Um das Problem mit den Streunern in den Griff zu bekommen, arbeitet „Mehr va Oqibat“ mit verschiedenen Tierkliniken zusammen. Dort werden Hunde und Katzen zum Freundschaftspreis sterilisiert und die Organisation versucht, für sie ein neues Zuhause zu finden.  Zurzeit haben sie kein Tierheim, nur eine Haltestation für maximal zwei Wochen. Es ist schwierig, in Usbekistan ein langfristiges Heim zu eröffnen: Laut Gesetz darf niemand mehr als zwei Tiere halten.

Kinder haben diesen Hund mit Steinen beworfen und eines seiner Hinterbeine verkrüppelt. In der Haltestation von „Mehr va Oqibat“ kümmern sich die Tierschützer um ihn, bis er in ein neues Zuhause kommt.

◆ Arbeitsanweisung 1 ◆
Wie viele Tiere darf laut Gesetz in Usbekistan eine Person höchstens halten, wie im Text über den Tierschutz in Usbekistan angegeben?
◆ Arbeitsanweisung 2 ◆
Fasse im Text über den Tierschutz in Usbekistan den Absatz, der mit „Um das Problem mit den Streunern“ beginnt, als kurze Stichpunktliste zusammen und behalte dabei die wesentlichen Fakten bei.
◆ Arbeitsanweisung 3 ◆
Setze den Text über den Tierschutz in Usbekistan im Anschluss an seinen letzten Satz fort.
Die Einträge haben mit dem Text über den Tierschutz in Usbekistan nichts zu tun.

(Einträge des Datensatzes)
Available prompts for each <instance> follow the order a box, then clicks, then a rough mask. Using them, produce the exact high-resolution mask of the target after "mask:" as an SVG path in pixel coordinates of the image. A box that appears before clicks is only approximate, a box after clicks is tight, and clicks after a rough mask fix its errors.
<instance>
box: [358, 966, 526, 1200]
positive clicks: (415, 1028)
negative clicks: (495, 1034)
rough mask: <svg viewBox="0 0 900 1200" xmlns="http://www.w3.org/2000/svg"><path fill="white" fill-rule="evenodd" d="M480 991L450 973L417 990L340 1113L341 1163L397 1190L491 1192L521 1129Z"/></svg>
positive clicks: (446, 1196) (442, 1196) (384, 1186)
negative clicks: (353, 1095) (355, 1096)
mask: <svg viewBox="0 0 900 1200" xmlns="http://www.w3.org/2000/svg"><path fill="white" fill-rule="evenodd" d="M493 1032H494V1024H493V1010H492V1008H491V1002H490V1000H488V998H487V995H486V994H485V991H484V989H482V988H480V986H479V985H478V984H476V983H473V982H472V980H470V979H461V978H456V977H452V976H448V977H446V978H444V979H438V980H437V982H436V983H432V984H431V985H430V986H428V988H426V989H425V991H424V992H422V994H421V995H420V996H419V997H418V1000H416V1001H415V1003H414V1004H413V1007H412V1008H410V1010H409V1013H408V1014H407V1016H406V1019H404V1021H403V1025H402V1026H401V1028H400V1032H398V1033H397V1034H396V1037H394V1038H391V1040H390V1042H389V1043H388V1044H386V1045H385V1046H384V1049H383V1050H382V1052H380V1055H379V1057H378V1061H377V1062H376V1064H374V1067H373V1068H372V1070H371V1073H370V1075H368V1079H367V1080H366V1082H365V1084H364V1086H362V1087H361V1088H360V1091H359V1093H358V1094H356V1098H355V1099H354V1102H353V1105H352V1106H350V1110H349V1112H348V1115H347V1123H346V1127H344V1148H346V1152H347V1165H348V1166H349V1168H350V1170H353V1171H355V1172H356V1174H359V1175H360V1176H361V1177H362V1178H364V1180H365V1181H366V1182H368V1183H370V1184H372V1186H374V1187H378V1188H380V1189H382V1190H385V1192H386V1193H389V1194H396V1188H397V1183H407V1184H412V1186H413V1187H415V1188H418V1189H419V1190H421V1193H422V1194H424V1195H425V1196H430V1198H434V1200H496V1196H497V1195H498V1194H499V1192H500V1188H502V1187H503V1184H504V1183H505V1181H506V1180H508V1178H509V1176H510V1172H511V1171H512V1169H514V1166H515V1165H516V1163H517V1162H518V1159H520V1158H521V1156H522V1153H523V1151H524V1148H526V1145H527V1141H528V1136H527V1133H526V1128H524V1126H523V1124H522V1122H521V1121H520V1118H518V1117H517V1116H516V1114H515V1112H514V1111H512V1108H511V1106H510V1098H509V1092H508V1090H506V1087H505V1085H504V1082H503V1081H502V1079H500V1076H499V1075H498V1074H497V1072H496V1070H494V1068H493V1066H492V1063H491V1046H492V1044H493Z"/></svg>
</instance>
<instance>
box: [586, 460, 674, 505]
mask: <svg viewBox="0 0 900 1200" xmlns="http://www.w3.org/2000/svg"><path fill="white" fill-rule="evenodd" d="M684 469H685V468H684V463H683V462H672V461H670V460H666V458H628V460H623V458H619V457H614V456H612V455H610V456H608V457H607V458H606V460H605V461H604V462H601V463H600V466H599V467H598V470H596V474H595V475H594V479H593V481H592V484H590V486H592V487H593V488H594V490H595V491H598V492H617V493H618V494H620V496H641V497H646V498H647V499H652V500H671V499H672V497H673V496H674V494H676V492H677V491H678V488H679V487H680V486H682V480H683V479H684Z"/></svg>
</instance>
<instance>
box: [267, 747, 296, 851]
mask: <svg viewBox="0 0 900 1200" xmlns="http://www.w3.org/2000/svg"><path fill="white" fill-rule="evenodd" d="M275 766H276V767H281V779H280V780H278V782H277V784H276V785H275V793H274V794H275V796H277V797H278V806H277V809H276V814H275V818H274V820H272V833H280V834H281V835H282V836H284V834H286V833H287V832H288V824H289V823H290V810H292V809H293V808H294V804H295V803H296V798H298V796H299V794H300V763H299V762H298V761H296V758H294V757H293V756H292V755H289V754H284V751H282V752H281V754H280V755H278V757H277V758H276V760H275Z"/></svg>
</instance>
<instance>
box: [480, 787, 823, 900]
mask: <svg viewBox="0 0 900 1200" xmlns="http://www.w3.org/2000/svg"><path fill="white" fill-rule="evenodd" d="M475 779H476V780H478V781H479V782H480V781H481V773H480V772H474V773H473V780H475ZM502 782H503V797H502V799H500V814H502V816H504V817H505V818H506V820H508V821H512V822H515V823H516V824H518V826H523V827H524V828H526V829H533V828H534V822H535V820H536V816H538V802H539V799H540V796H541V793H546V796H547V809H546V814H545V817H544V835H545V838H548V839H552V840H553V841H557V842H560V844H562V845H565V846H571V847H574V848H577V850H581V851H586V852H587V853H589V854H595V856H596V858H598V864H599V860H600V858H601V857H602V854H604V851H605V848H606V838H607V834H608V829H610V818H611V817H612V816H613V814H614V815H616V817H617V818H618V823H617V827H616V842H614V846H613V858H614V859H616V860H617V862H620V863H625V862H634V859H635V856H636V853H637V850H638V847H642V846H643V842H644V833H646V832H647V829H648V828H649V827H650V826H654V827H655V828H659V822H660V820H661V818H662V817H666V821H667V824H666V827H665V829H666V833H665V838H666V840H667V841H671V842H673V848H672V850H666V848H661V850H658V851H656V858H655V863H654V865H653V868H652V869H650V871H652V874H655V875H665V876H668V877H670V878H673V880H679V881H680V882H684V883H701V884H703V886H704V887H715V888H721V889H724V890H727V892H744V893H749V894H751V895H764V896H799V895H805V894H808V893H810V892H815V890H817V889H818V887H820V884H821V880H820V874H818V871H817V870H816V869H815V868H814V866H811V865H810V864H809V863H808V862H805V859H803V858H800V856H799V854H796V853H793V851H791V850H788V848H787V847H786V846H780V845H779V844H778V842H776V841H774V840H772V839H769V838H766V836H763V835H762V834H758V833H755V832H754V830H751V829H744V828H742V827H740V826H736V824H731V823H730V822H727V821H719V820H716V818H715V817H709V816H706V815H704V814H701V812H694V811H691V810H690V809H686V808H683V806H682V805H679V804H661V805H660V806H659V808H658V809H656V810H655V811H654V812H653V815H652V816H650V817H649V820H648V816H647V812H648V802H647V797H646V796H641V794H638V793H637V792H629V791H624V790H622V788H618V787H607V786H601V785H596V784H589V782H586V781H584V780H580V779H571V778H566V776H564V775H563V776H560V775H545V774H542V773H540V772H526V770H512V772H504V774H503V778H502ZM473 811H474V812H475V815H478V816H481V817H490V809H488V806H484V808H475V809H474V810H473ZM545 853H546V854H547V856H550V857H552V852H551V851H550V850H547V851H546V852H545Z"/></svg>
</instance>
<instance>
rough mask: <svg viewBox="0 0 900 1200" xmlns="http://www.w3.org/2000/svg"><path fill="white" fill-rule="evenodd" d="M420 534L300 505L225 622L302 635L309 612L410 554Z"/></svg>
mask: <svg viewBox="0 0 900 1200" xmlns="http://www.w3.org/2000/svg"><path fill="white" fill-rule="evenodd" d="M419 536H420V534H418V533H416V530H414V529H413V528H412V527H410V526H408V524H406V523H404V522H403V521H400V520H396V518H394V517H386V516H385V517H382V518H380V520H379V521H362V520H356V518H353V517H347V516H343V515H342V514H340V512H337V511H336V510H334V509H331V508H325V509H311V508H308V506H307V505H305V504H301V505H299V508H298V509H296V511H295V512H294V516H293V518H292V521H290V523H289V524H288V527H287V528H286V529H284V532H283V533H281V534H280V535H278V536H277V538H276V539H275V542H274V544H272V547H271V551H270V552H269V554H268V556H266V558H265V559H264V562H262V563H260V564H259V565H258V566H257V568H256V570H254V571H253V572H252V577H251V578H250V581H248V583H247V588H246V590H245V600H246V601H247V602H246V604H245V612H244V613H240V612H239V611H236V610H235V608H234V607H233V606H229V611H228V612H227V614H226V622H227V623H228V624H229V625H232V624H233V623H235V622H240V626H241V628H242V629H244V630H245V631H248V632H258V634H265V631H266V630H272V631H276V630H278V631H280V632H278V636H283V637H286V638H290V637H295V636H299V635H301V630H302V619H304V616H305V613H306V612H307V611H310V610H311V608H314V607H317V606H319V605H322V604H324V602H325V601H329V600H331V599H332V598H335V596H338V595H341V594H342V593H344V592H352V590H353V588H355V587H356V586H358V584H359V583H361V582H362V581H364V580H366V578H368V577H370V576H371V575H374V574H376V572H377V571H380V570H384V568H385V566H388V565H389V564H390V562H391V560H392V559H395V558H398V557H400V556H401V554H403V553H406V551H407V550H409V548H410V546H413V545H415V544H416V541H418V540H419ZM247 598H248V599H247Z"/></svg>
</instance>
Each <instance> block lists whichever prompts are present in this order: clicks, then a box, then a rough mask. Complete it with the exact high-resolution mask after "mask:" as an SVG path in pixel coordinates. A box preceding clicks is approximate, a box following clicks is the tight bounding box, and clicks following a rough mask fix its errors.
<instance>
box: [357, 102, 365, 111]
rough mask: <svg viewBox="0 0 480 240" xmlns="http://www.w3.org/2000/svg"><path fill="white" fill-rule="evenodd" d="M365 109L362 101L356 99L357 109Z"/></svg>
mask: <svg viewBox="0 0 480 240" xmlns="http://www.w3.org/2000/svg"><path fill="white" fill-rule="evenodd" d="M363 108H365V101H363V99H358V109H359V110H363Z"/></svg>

◆ Schriftliche Antwort 1 ◆
Höchstens zwei Tiere.

◆ Schriftliche Antwort 2 ◆
- „Mehr va Oqibat“ arbeitet mit verschiedenen Tierkliniken zusammen, um das Streunerproblem zu lösen.
- Dort werden Hunde und Katzen zum Freundschaftspreis sterilisiert.
- Die Organisation versucht, für die Tiere ein neues Zuhause zu finden.
- Ein Tierheim gibt es derzeit nicht, nur eine Haltestation für maximal zwei Wochen.
- Ein langfristiges Heim ist schwer zu eröffnen, weil laut Gesetz niemand mehr als zwei Tiere halten darf.

◆ Schriftliche Antwort 3 ◆
Die Tierschützer wünschen sich zwar mehr Tierheime, aber sie glauben nicht, dass sie das Problem allein dadurch lösen können. Zunächst wollen sie versuchen, eine Gesetzgebung zu etablieren, die die Sterilisation der Haustiere vorschreibt. „Die Zahl der streunenden Tiere steigt immer weiter, weil die Leute unkontrolliert züchten. Die Welpen oder Kätzchen werfen sie dann einfach auf die Straße“, sagt Madina. Oft werden Jungtiere massenweise auf den Basaren zum Verkauf angeboten. Der Überschuss landet auf dem Müll oder als Abendessen, entweder für Obdachlose oder in koreanischen Restaurants.

Bisher hat „Mehr va Oqibat“ mehr als 400 Tiere sterilisieren lassen. „Das ist ein Tropfen auf dem heißen Stein“, sagt Madina, „wir wünschen uns die Unterstützung der großen, internationalen Tierschutzorganisationen, um mehr bewegen zu können.Vor allem Spenden sind schwer aufzutreiben, in einem Land, in dem Tiere nichts wert sind.“

Dieser Junge streichelt zum ersten Mal einen Hundewelpen, anstatt ihn zu treten. Nur langsam wandelt sich das Bild des Tieres in der Gesellschaft: vom Gegenstand zum Lebewesen. Foto: Mehr va Oqibat

Hier der Link zu Mehr va Oqibats Facebook-Seite.

Fotos: Lochner (falls nicht anders vermerkt)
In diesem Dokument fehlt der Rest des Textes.